WHAT IS EXPECTED
All entries must be extracted exactly, with nothing added or dropped.

THE RECORDS
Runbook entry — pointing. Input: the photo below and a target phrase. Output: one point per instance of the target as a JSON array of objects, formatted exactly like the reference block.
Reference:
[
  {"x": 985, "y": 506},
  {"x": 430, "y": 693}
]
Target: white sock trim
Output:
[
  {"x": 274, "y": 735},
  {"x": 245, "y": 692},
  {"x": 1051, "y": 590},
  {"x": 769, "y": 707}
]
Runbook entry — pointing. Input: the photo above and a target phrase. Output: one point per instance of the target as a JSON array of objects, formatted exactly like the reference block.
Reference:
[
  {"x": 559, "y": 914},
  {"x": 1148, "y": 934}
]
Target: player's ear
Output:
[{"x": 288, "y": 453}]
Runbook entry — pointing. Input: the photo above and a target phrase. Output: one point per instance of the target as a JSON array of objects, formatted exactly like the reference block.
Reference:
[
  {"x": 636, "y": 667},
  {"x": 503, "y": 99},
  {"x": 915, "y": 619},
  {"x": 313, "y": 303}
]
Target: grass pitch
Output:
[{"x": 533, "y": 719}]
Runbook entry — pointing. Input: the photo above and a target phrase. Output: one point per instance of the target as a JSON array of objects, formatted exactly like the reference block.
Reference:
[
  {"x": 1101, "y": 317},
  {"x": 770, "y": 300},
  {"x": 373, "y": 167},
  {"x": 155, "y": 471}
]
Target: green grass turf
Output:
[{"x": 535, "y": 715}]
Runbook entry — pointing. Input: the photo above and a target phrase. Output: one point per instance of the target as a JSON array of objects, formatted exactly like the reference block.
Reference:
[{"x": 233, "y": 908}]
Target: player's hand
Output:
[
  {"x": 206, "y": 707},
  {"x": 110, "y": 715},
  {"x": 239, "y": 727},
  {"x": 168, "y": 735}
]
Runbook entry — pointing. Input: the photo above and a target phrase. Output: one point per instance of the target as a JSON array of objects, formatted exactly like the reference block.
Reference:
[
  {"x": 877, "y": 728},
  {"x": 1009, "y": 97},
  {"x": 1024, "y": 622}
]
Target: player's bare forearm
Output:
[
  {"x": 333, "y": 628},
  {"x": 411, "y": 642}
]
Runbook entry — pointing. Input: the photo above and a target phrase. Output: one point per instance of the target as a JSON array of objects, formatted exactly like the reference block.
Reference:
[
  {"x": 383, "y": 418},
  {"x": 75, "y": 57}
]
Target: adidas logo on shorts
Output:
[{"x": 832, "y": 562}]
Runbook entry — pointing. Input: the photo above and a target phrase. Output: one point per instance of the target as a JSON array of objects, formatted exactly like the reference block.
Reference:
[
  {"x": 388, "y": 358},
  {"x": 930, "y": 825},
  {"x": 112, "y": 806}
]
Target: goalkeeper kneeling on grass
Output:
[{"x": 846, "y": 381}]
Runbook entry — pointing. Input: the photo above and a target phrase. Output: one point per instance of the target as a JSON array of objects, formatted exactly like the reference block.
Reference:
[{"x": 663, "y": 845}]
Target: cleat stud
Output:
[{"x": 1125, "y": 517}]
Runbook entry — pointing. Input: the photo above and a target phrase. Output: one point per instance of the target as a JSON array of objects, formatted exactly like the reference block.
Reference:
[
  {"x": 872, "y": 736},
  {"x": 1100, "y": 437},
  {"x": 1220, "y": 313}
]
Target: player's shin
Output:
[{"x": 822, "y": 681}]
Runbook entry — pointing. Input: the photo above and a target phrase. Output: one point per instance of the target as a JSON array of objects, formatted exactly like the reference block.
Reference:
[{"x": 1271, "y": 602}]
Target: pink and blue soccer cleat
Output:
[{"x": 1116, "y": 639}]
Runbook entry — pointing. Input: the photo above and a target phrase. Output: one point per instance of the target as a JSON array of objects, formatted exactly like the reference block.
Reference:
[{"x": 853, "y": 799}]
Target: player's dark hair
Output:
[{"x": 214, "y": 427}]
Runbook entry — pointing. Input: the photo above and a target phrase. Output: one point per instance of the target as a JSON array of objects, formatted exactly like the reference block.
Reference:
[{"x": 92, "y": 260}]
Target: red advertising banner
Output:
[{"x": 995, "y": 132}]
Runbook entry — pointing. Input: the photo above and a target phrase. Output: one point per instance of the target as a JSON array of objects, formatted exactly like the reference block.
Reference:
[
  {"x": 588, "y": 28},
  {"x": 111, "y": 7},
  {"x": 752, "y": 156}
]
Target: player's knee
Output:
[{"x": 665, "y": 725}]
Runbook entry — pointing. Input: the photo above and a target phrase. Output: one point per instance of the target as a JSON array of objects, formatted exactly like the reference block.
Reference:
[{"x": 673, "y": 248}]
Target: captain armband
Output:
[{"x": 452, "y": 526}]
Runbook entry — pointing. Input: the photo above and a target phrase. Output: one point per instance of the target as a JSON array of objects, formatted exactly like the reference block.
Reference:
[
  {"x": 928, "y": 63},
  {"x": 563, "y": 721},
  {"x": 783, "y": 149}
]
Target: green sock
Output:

TASK RESPONSE
Runbook entry — pointing. Input: the photo below and a target phrase. Output: one point per instance of the target as a JSON array of objects, formatted exactly like the reference block.
Reference:
[
  {"x": 985, "y": 506},
  {"x": 430, "y": 693}
]
Target: white sock trim
Output:
[
  {"x": 274, "y": 735},
  {"x": 245, "y": 692},
  {"x": 1051, "y": 590},
  {"x": 769, "y": 707}
]
Runbook entry — pointing. Input: the photo above and a target phrase. Output: one point per instance of the target as a JSON array of objects, formatted exactly like the reference block.
Reference:
[
  {"x": 559, "y": 914},
  {"x": 1148, "y": 934}
]
Target: player's ear
Output:
[{"x": 288, "y": 453}]
Runbook entry — pointing. Input: the photo above and a target phrase. Output: one point per instance of the target as a JSON array of objects, formatted exactly like the reference block.
Reference:
[
  {"x": 636, "y": 667},
  {"x": 503, "y": 99},
  {"x": 915, "y": 619},
  {"x": 313, "y": 303}
]
Target: grass pitch
Output:
[{"x": 533, "y": 719}]
Runbook entry — pointing. Input: the photo above and a target phrase. Output: one point per instance of the target as a JSON array of objects, formatted exactly like the reference block.
Reference:
[
  {"x": 1101, "y": 317},
  {"x": 770, "y": 300},
  {"x": 373, "y": 167},
  {"x": 155, "y": 471}
]
Target: green grass turf
Output:
[{"x": 535, "y": 715}]
Runbook entry — pointing. Input: the photo above and a target phrase. Output: one point per instance of the target as a JSON array of objects, formatted exactly like the reference block.
Reference:
[{"x": 233, "y": 908}]
Target: player's hand
Output:
[
  {"x": 206, "y": 707},
  {"x": 110, "y": 715},
  {"x": 239, "y": 727},
  {"x": 168, "y": 735}
]
Runbook entry — pointing. Input: the photo above and a target phrase. Output: one point per instance of the target as a JSON array of objects, formatted exactly like the reference block.
Reference:
[
  {"x": 877, "y": 728},
  {"x": 1009, "y": 97},
  {"x": 1024, "y": 622}
]
Target: player's bare forearm
Output:
[
  {"x": 333, "y": 628},
  {"x": 411, "y": 642}
]
Runbook entry — pointing. Input: the photo above and a target phrase. Output: one point per instance of the target as a JSON array of objects, formatted exactly like the reference block.
Reference:
[
  {"x": 383, "y": 418},
  {"x": 75, "y": 57}
]
Target: adidas logo on shorts
Output:
[{"x": 832, "y": 562}]
Runbook entry — pointing. Input: the photo above and a target phrase. Output: one point per instance of the target as a JSON array of objects, formatted exactly like the reference block.
Reference:
[
  {"x": 388, "y": 358},
  {"x": 930, "y": 825},
  {"x": 112, "y": 806}
]
Target: goalkeeper kneeling on grass
Output:
[{"x": 846, "y": 381}]
Runbook entry — pointing. Input: the photo above and a target phrase. Output: one point per instance of the target as a JSON array of objects, formatted exactly like the reference block.
Reference:
[{"x": 663, "y": 845}]
Target: cleat stud
Output:
[{"x": 1125, "y": 517}]
Runbook entry — pointing. Input: the photo above and a target phrase. Output: one point per instance of the target as a JSON array of objects, formatted exactly like the reference block.
Reference:
[
  {"x": 872, "y": 736},
  {"x": 1100, "y": 437},
  {"x": 1220, "y": 313}
]
Target: player's shin
Output:
[{"x": 822, "y": 681}]
Runbook entry — pointing. Input: the photo above and a target phrase. Output: one point per instance of the target as a JSON array of objects, formatted exactly like the reference block.
Reference:
[{"x": 1271, "y": 602}]
Target: pink and blue soccer cleat
Output:
[{"x": 1116, "y": 639}]
Runbook entry — pointing. Input: the photo above and a target phrase. Output: one point per instance of the target as a JSON array of objects, formatted exactly like the reference block.
Reference:
[{"x": 853, "y": 799}]
Target: player's dark hair
Output:
[{"x": 214, "y": 427}]
Runbook entry — pointing. Input: the photo above and a target phrase. Output: one point per instance of the target as a JSON array of objects, formatted exactly like the reference block.
Reference:
[{"x": 92, "y": 260}]
Target: red advertising banner
Output:
[{"x": 995, "y": 132}]
Runbook entry — pointing. Input: the photo above and a target phrase. Output: one point per instance of the target as a JSON array of objects, formatted exactly like the reference block.
Reference:
[
  {"x": 588, "y": 28},
  {"x": 111, "y": 7},
  {"x": 752, "y": 156}
]
Target: player's knee
Output:
[{"x": 665, "y": 725}]
Runbook entry — pointing. Input: the photo above and a target phrase. Output: one point per instance of the target as a JSON array of objects, formatted exactly like the reference block.
Reference:
[{"x": 673, "y": 248}]
Target: captain armband
Output:
[{"x": 452, "y": 526}]
Runbook entry — pointing. Input: the photo above and a target phrase. Output: one point per instance of the target as a JSON array of objects, formatted exactly like the reference block.
Reference:
[
  {"x": 928, "y": 63},
  {"x": 563, "y": 721},
  {"x": 783, "y": 149}
]
Target: green sock
Output:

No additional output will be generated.